### DOCUMENT SEGMENT
◇ ◇ ◇ ◇

6. Choose your route carefully. If you’re making a lifestyle change, you may end up riding that route thousands of times over the next few years. Statistically, you are more likely to be hurt on some roads than others, so choose a safer route, even if its a bit longer. Most Extreme Elimination Challenge is fun to watch  – not so fun to play on the way to work everyday.

7. Assume Nothing. Unless you KNOW a driver sees you at an intersection (think lingering eye contact across a crowded bar), assume they don’t. They may be checking out your hot friend across the room and not see you at all. Not that that has ever happened to me, and certainly not with the super hot identical twins I hung out with in high school. Nope.

8. FOCUS. You are a vehicle in traffic. Don’t wear headphones, screw around with your phone, or show everyone how you can ride with no hands. Pay attention, and ride assuming that the motorist will make a mistake.9. Signal your turns. Seriously, if you’re arm is broken maybe you should walk.

10. Relax and be patient. If a driver makes a little, non-life threatening mistake, keep your cool. Freaking out on a little old lady because she accidentally cut you off doesn’t help anybody.   You’re riding your bike – make it last.

◇ ◇ ◇ ◇

### RECORD EXTRACTS
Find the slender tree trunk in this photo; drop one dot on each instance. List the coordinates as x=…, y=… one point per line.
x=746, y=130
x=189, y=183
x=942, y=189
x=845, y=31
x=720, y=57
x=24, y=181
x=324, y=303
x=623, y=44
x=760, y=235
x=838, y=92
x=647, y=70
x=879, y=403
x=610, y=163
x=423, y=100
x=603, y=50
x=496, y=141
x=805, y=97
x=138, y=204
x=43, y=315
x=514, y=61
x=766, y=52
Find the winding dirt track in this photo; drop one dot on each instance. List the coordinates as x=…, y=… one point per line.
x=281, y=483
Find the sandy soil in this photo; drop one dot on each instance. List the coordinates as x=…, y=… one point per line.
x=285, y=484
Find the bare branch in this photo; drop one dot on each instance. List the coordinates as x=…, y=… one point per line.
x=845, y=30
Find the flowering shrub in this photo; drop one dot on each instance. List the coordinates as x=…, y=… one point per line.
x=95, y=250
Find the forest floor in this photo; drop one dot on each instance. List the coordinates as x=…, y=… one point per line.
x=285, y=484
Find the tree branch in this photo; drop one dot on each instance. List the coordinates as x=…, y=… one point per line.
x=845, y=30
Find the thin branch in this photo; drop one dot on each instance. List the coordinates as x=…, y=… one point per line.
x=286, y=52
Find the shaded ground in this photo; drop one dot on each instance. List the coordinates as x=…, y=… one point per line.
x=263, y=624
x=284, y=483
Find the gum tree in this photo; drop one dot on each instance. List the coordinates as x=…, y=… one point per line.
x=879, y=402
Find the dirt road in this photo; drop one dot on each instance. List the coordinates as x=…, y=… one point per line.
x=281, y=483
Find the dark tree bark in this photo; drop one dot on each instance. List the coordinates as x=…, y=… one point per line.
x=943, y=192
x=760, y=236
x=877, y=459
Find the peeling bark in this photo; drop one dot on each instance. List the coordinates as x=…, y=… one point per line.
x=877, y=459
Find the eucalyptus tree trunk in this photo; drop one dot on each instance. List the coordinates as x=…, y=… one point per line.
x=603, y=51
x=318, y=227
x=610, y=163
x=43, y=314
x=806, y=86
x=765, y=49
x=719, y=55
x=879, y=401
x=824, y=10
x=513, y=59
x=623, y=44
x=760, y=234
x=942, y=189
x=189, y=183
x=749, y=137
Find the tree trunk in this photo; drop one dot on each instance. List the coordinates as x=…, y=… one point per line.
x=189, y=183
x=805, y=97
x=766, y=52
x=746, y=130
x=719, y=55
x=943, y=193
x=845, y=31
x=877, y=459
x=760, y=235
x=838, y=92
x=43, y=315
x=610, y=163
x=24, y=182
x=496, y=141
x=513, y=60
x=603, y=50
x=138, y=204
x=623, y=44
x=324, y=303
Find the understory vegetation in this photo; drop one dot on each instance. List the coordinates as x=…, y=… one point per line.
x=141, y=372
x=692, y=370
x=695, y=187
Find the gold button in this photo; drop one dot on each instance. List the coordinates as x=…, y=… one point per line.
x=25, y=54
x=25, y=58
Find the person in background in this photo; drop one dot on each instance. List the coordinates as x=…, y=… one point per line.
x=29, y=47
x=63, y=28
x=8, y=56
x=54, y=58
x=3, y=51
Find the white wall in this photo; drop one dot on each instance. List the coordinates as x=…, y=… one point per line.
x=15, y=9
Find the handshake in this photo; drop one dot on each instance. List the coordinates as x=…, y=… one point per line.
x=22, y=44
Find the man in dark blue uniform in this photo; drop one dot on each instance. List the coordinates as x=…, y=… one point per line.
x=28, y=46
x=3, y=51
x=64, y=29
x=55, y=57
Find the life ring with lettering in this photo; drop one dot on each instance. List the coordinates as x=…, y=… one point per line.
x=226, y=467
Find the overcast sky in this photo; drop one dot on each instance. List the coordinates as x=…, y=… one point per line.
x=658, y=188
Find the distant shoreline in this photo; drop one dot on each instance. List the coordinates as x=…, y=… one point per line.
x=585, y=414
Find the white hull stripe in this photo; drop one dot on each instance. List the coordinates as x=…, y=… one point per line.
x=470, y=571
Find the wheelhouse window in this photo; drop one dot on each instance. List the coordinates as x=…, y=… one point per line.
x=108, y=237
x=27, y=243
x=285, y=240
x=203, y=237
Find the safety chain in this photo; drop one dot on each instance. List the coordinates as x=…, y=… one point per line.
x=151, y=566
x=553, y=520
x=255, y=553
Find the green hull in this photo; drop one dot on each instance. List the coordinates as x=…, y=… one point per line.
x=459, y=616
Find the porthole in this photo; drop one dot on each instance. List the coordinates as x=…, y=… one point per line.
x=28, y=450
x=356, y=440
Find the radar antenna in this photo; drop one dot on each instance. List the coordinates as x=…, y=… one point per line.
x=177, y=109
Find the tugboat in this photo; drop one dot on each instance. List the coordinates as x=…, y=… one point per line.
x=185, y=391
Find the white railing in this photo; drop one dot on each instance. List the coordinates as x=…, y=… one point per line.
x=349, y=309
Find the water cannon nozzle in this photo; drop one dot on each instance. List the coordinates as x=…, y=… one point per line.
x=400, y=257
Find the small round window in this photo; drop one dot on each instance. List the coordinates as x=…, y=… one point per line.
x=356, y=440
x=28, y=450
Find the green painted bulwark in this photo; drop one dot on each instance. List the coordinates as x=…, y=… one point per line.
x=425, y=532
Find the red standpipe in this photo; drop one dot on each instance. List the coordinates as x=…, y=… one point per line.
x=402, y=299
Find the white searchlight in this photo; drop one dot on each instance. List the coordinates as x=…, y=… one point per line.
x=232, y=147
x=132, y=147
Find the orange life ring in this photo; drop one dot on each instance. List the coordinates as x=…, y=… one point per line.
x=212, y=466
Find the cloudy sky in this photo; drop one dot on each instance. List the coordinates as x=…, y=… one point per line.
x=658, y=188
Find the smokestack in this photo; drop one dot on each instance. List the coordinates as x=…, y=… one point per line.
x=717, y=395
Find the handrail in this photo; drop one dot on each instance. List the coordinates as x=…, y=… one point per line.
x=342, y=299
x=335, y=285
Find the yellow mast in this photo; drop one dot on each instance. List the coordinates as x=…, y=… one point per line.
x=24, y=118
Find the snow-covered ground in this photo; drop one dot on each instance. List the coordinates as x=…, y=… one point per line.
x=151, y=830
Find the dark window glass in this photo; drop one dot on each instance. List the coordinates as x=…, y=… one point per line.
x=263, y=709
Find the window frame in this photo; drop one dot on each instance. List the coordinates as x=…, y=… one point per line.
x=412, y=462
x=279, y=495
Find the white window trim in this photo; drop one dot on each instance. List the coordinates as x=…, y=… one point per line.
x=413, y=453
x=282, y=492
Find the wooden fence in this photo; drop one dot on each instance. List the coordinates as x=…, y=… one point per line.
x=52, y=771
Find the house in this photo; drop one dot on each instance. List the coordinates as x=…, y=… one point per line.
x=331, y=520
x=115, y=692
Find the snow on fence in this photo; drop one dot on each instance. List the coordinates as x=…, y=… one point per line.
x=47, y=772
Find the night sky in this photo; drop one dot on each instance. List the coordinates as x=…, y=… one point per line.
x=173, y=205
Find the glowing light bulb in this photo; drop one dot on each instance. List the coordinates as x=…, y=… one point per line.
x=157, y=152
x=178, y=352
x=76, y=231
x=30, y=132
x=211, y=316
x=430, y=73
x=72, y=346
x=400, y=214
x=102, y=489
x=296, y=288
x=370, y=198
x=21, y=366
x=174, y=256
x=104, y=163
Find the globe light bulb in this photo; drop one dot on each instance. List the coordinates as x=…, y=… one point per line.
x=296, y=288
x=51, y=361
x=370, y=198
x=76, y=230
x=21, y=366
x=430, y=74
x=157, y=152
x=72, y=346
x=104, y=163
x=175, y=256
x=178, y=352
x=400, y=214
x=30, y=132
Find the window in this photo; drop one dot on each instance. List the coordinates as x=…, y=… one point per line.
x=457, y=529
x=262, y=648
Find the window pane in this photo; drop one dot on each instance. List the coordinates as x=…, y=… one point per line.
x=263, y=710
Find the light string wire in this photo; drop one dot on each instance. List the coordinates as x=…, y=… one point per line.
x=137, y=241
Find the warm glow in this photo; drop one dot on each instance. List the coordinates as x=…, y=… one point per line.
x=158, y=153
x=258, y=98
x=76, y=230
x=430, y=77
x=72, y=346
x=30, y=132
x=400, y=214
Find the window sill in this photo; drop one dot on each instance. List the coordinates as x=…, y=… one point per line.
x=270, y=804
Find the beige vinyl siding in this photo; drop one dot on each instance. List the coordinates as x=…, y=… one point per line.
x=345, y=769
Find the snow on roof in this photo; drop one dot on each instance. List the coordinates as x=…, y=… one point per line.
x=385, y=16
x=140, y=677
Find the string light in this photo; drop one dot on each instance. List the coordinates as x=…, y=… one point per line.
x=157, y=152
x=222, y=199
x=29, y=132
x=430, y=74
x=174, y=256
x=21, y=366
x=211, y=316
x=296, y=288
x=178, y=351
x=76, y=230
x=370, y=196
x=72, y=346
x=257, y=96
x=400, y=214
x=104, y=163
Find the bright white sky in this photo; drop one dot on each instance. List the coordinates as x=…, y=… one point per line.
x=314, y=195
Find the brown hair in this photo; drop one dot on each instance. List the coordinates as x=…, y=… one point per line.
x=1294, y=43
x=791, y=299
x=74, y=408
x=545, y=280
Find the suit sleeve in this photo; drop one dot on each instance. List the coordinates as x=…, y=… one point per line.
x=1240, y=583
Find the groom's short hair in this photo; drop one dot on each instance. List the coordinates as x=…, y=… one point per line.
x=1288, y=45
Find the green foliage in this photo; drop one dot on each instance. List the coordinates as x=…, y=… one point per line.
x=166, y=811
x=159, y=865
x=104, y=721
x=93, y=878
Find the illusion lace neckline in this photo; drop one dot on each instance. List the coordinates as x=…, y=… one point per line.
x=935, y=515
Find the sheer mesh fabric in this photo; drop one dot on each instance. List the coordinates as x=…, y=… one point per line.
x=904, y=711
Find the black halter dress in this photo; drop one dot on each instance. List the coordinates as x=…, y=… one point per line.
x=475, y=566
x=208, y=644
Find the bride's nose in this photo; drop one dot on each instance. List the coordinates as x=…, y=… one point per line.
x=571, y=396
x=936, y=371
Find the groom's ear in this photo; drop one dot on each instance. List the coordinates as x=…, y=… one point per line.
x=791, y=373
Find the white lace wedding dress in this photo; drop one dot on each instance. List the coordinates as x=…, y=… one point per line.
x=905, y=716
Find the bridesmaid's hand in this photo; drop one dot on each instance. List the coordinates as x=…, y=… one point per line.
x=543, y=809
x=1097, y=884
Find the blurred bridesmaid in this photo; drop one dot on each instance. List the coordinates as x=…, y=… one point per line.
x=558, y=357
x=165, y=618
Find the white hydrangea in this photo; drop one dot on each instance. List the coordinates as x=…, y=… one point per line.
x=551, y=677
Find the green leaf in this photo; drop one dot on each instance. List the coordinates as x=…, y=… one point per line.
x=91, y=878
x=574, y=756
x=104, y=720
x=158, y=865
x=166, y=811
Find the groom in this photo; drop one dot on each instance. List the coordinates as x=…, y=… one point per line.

◇ ◇ ◇ ◇

### ASSIGNMENT
List every action that the "FOCUS" tip in the cycling safety tips tells the reader not to do.

### RESPONSE TO THIS EXERCISE
- Wear headphones
- Screw around with your phone
- Show everyone how you can ride with no hands